- _What is being asked_: Where in the entries below does "star" appear? Copy every line that has it.
Top of Given entries
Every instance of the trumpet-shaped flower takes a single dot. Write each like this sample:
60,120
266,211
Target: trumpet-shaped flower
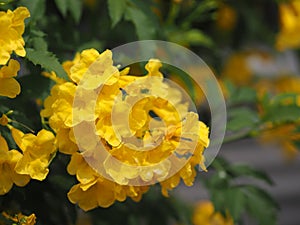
37,153
205,214
8,175
11,29
8,85
141,122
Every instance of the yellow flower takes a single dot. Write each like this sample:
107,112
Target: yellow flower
4,120
140,120
237,70
37,152
21,219
289,36
94,190
226,17
11,29
8,85
8,175
205,214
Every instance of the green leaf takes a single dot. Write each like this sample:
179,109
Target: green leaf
116,9
62,6
46,60
75,8
36,8
235,199
282,108
145,28
39,43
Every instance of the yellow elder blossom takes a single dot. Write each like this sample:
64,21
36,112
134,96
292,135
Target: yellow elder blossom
11,29
8,85
8,175
76,105
226,17
95,190
37,152
21,219
289,36
204,214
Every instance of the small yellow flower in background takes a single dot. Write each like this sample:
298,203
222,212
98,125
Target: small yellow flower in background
8,175
159,123
11,29
4,120
237,70
8,85
284,136
20,219
226,17
289,36
205,214
37,153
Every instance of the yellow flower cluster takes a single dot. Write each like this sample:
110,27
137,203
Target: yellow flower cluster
289,36
11,29
16,167
205,214
154,127
8,175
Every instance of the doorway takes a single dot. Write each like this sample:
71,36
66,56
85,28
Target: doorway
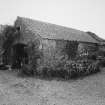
20,55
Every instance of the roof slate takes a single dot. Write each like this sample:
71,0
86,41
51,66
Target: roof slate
52,31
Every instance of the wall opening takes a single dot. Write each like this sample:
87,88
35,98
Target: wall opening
20,55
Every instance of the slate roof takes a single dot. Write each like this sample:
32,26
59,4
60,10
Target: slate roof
52,31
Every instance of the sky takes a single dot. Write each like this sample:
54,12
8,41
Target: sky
84,15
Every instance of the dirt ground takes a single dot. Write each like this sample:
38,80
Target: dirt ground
16,90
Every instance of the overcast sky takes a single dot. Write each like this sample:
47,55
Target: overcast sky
85,15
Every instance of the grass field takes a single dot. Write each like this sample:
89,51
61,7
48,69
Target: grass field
17,90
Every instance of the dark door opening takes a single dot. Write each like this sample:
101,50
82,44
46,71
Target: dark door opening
20,56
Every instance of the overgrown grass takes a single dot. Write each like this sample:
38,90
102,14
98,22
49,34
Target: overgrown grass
65,70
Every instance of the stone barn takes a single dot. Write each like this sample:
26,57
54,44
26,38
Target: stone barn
50,42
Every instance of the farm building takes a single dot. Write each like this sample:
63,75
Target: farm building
49,41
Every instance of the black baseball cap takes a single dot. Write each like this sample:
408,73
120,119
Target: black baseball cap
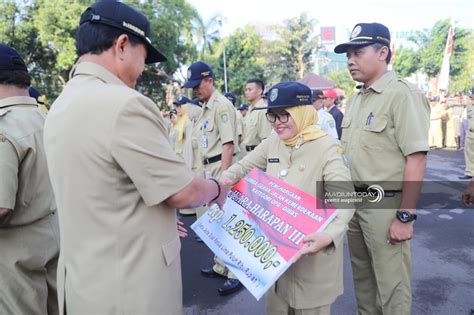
120,15
288,94
364,34
10,59
231,97
243,107
318,95
182,100
196,72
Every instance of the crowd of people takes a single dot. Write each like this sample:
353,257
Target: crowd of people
89,192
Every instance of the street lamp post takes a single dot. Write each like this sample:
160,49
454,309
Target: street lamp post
223,51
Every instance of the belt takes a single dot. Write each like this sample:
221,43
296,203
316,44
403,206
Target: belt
213,159
250,147
365,188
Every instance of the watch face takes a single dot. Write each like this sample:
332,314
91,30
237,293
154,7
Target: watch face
405,215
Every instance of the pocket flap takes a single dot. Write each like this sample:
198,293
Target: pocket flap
377,125
171,250
346,122
4,111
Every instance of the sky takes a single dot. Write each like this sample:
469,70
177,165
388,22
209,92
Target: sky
398,16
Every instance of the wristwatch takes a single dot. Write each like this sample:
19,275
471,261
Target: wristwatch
404,216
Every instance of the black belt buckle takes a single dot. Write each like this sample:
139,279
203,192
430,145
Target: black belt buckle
212,159
250,148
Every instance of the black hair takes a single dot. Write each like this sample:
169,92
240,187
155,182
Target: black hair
21,79
258,82
378,46
96,38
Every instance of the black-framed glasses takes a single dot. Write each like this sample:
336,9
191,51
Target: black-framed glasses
272,117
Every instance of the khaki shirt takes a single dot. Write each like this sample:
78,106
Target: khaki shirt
193,111
382,125
216,126
112,168
24,184
313,280
257,127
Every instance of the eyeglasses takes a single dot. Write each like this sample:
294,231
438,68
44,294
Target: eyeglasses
272,117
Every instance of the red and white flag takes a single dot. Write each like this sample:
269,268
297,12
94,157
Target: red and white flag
443,81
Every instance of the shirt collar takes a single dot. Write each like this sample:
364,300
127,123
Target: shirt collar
17,100
94,69
209,104
381,83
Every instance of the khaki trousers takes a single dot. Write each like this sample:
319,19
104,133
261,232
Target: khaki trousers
275,305
381,271
28,263
436,134
469,153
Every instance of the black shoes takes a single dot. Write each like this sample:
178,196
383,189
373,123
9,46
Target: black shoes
230,286
210,273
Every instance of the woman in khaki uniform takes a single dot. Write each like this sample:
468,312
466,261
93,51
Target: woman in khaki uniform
307,158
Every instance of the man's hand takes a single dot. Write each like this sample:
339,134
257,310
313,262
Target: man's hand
468,195
400,232
220,201
314,243
228,179
182,232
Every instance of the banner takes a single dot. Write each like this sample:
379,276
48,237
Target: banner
261,228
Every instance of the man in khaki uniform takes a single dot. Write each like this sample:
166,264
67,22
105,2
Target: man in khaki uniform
242,111
193,111
311,284
217,142
257,127
469,142
240,126
29,232
385,135
115,177
453,127
436,131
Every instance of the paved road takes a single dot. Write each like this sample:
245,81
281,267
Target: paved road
443,255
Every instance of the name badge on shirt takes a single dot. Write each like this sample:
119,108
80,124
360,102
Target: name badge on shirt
205,140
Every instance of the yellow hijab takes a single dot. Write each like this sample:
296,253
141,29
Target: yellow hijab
306,118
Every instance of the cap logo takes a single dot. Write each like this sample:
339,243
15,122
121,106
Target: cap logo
356,31
273,95
133,28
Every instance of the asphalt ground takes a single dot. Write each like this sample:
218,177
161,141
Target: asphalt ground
442,254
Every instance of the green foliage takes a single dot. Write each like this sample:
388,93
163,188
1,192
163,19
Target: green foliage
432,43
343,80
290,56
407,62
244,60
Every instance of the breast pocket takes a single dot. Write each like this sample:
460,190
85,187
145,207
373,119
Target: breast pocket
374,136
171,250
345,125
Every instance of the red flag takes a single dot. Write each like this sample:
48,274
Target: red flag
443,80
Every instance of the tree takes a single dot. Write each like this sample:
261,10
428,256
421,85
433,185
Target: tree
432,43
407,62
43,32
343,80
244,59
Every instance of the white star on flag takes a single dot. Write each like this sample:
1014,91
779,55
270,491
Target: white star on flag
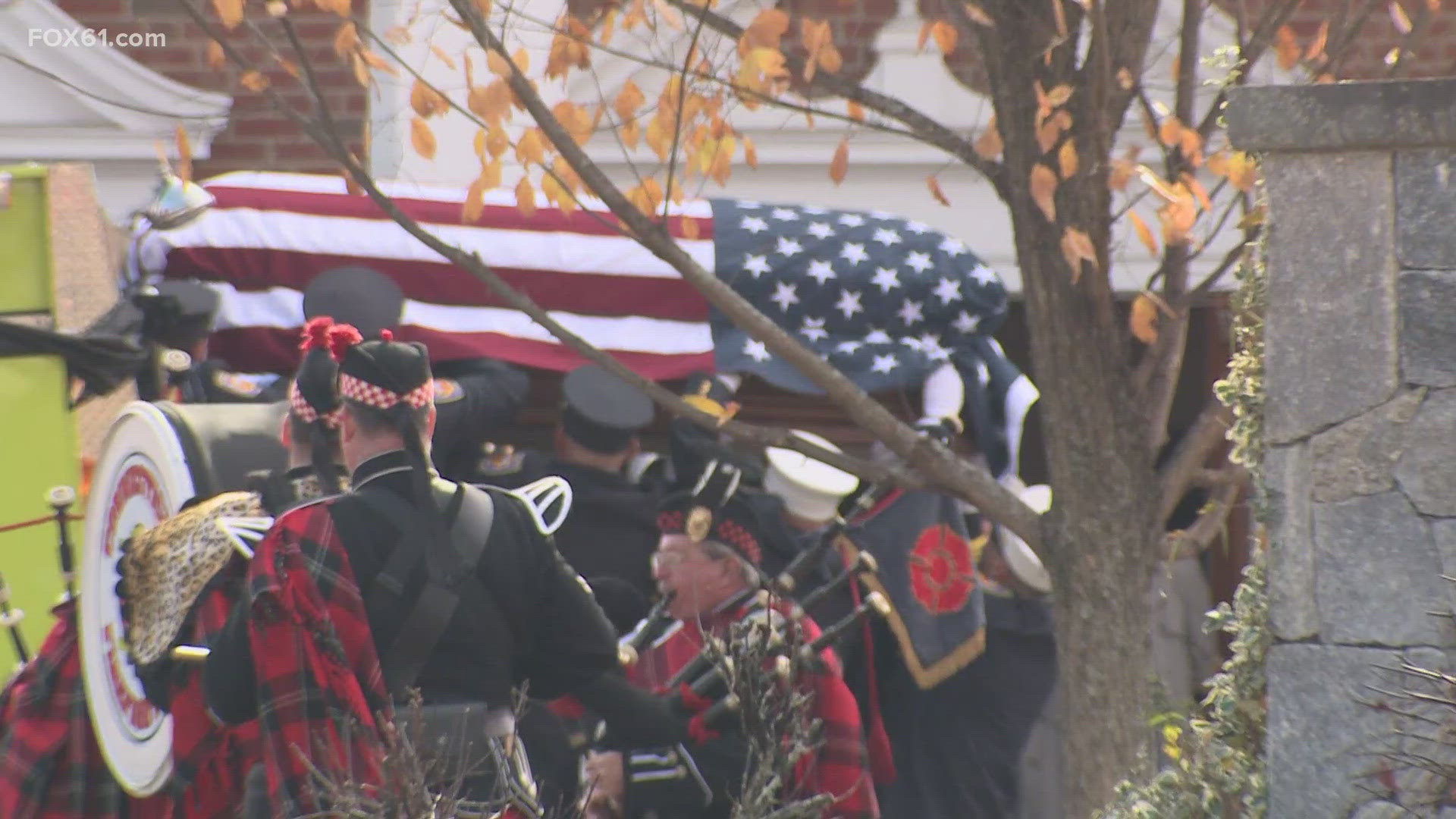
Bottom of Given entries
- _Response area_:
Every instance of the white star on flag takes a single dot. Write each like this sample:
Target: white star on flag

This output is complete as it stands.